(PROBLEM DESCRIPTION) Find the line with "Target: necktie". Repeat it and each line after it, exactly, down to the end of the records below.

[Dataset entries]
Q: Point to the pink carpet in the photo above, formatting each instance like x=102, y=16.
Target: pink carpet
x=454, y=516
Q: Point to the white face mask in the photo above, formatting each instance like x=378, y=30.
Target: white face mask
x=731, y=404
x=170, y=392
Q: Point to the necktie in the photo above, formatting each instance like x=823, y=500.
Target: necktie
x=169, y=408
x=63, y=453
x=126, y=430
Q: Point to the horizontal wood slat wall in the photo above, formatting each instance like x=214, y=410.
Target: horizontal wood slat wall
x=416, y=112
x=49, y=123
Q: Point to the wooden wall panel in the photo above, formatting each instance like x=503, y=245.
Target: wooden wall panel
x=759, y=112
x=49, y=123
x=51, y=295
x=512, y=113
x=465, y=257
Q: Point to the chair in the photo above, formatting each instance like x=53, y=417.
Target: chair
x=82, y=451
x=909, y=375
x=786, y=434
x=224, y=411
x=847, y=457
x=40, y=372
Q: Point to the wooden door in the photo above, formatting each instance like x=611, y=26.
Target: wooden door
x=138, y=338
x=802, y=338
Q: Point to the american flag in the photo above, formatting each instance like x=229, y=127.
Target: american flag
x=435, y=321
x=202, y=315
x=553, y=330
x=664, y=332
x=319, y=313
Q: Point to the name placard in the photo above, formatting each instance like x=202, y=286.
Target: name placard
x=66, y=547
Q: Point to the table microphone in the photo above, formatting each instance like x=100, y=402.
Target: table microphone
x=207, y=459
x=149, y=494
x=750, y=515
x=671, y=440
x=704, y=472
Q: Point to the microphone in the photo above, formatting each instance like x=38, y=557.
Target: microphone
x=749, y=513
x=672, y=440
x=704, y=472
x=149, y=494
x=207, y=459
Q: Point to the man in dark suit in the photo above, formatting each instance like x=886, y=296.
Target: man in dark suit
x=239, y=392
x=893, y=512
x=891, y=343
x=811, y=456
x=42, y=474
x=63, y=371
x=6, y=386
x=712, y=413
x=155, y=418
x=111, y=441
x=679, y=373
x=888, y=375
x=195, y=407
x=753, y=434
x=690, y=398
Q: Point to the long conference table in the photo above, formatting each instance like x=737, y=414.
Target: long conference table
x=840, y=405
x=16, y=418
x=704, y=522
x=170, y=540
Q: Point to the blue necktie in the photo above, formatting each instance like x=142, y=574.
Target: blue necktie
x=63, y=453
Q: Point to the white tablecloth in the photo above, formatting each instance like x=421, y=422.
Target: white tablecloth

(SOLUTION TO THIS PROBLEM)
Target: necktie
x=169, y=408
x=63, y=453
x=126, y=430
Q: Point to the horizontal wood slat wall in the photo above, formatting each instance like x=214, y=410.
Target: horizontal wood slat wall
x=416, y=112
x=49, y=123
Q: Point to the wooden wall panel in the photo above, formatting each instance like x=503, y=245.
Target: wooden wall panel
x=759, y=112
x=49, y=123
x=51, y=295
x=512, y=113
x=465, y=257
Q: Point to the chair in the photo above, formatting each instance like x=53, y=417.
Target: chair
x=82, y=451
x=909, y=375
x=786, y=434
x=224, y=411
x=847, y=457
x=40, y=372
Q: Point to the wooden door in the photo above, formatting each instance like x=611, y=26.
Target: wooden door
x=138, y=338
x=802, y=338
Q: Point to the american flag in the photo above, formatting each instance like x=229, y=127.
Target: american flag
x=435, y=321
x=202, y=315
x=553, y=330
x=664, y=332
x=319, y=313
Q: Point to the name placard in the photo above, formatting each instance like x=202, y=286.
Target: name placard
x=66, y=547
Q: Point to the table microphone in the photo above, formatting each instance like x=100, y=402.
Target: table microphone
x=207, y=459
x=149, y=494
x=750, y=515
x=671, y=440
x=704, y=472
Q: Point to the microphone in the photo above, formatting each instance like x=38, y=557.
Target: microphone
x=749, y=513
x=672, y=440
x=704, y=472
x=149, y=494
x=207, y=459
Q: Point to the man in dark suit in the photo above, formatting each instance like x=886, y=296.
Target: man in dark suit
x=239, y=392
x=893, y=512
x=891, y=343
x=811, y=456
x=42, y=474
x=63, y=371
x=6, y=386
x=712, y=413
x=155, y=418
x=111, y=441
x=679, y=373
x=888, y=375
x=195, y=407
x=753, y=434
x=690, y=398
Q: Point to the long conference table in the photo above, formatting each instance like x=737, y=414.
Target: long conference table
x=840, y=405
x=16, y=418
x=704, y=522
x=170, y=540
Q: Point to the blue necktie in the photo above, formatting each instance like x=142, y=574.
Target: blue necktie
x=63, y=453
Q: Point to the white tablecloth in the photo above, formatting each instance like x=421, y=422.
Target: white tablecloth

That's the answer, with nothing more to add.